Belge Metni:
Irak’taki mayınlar… Londra’nın iki katı büyüklüğündeki alanı kaplıyor ve gelecek nesiller için tehlike arz ediyor

“Almanya gibi savaş kalıntılarından muzdarip olan ülkelerin deneyimlerinin örnek alınması ve patlayıcı savaş kalıntılarının ortadan kaldırılmasını kolaylaştırmak için teknik yardım talep edilmesi gerekiyor”

Irak’ta uluslararası mayın arama ekibinde çalışan Iraklı bir gönüllü (Reuters)
Irak’ta uluslararası mayın arama ekibinde çalışan Iraklı bir gönüllü (Reuters)
TT

Irak’taki mayınlar… Londra’nın iki katı büyüklüğündeki alanı kaplıyor ve gelecek nesiller için tehlike arz ediyor

Irak’ta uluslararası mayın arama ekibinde çalışan Iraklı bir gönüllü (Reuters)
Irak’ta uluslararası mayın arama ekibinde çalışan Iraklı bir gönüllü (Reuters)

Uluslararası Kızılhaç Komitesi’ne (ICRC) göre, Mezopotamya bölgesinde son 30 yılda meydana gelen savaşlar, 8,5 milyon Iraklının mayınlar ve ölümcül savaş kalıntıları arasında hayatlarını sürdürmesine sebep oldu.
ICRC’nin Irak Sözcüsü Hibe Adnan, Irak resmi haber ajansı INA'ya verdiği röportajda “Irak, patlayıcı mühimmatlar yüzünden dünyada en çok kirliliğe maruz kalan ülkelerden biri" ifadelerini kullandı.
Adnan “3 bin 200 kilometrekarelik bir bölgede, yani Londra’nın iki katı büyüklüğünde bir alanda patlayıcı savaş kalıntıları bulundu” dedi.

Çözülecek Problem:
Irak'taki mayınlarla ilgili haberde, patlayıcı savaş kalıntılarının bulunduğu bölge kaç kilometrekare olarak geçiyor, lütfen söyler misiniz?

Veri Kümesi Kesiti:

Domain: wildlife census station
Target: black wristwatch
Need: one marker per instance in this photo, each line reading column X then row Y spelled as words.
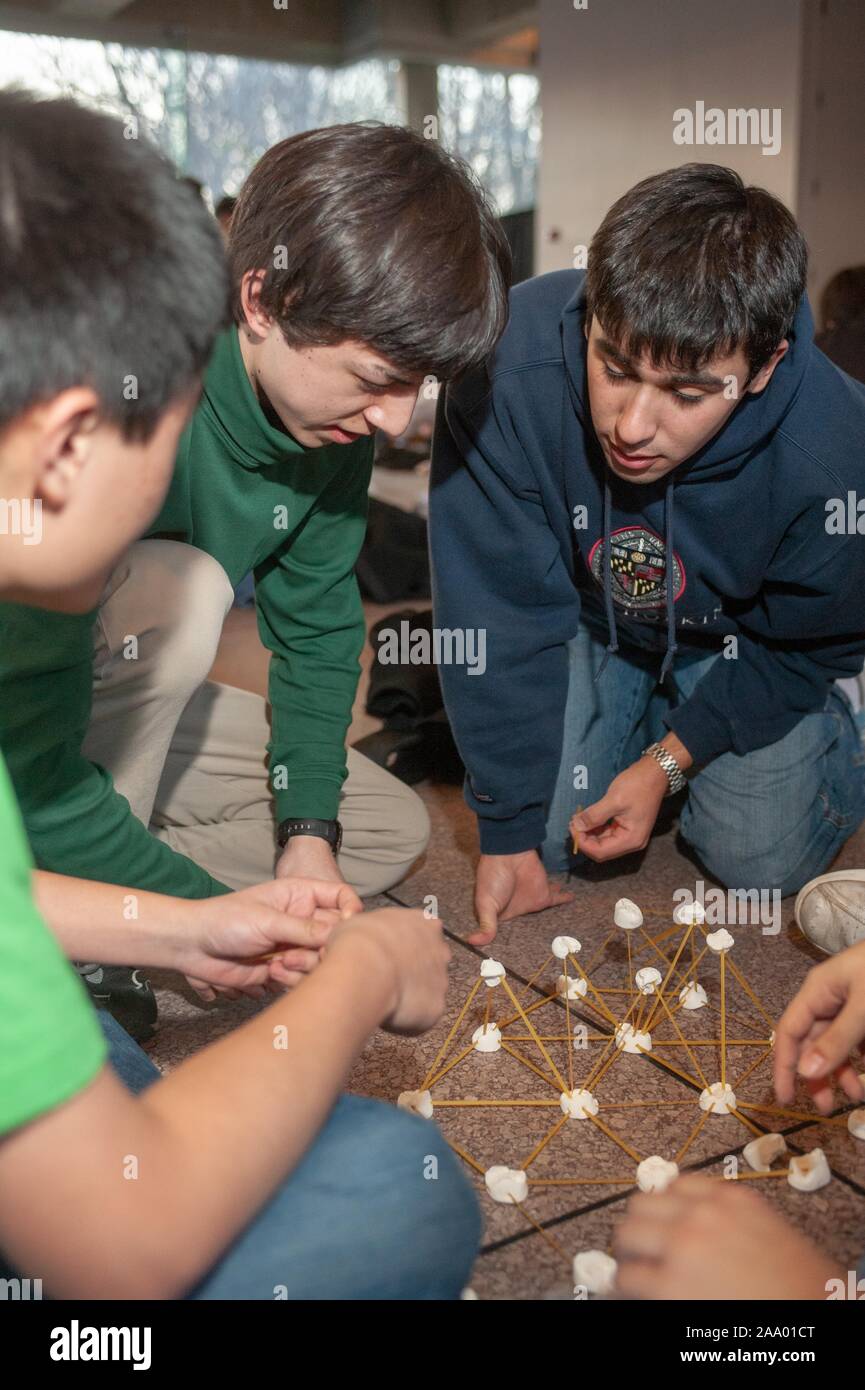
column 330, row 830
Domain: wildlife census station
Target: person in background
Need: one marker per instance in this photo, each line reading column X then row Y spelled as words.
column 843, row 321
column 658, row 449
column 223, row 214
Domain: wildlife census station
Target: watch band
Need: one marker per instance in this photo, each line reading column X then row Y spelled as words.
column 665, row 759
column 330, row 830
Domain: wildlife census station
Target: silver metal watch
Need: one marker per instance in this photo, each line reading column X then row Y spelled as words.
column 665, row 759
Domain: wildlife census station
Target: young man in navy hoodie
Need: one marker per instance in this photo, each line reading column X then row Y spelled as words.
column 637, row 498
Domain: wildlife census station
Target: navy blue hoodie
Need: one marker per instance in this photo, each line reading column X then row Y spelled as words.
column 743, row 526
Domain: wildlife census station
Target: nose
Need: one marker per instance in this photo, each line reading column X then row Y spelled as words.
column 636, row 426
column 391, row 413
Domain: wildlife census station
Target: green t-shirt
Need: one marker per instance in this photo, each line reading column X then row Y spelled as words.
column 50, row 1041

Yanıt:
3 bin 200 kilometrekare.